▸ Material to process:
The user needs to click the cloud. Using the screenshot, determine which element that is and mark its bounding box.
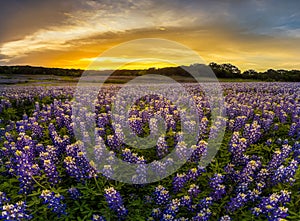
[0,0,300,70]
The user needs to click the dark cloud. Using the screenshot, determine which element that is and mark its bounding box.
[0,0,84,44]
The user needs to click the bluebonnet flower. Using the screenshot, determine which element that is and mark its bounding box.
[0,201,32,221]
[68,187,81,200]
[198,196,213,209]
[172,173,187,192]
[104,187,128,219]
[43,159,59,185]
[219,215,231,221]
[175,141,189,160]
[0,191,9,207]
[163,199,182,217]
[186,166,205,180]
[156,135,169,158]
[267,145,292,170]
[154,185,170,205]
[192,208,211,221]
[102,165,113,178]
[188,184,201,197]
[151,208,162,219]
[190,140,207,162]
[92,214,106,221]
[226,193,248,212]
[40,190,66,216]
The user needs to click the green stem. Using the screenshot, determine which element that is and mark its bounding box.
[94,176,102,192]
[31,176,47,189]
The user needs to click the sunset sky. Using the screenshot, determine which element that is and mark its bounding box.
[0,0,300,71]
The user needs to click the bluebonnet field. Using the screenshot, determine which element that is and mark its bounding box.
[0,83,300,221]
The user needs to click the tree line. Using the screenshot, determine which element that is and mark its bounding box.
[0,62,300,82]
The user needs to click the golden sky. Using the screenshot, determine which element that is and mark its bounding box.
[0,0,300,71]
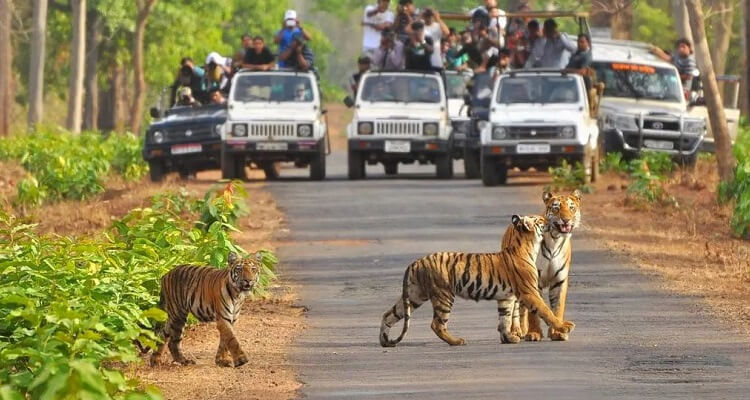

▸ Goal:
Retype the stretch of entries from the start through the line that contains "[0,0,84,44]", leaving out the pictures.

▸ Full output:
The user needs to click the cloud. Using the screenshot, determine which element that is and mark its bounding box.
[0,0,300,70]
The user needs to click the dark cloud. Using the screenshot, determine which element that is and mark its bounding box.
[0,0,84,44]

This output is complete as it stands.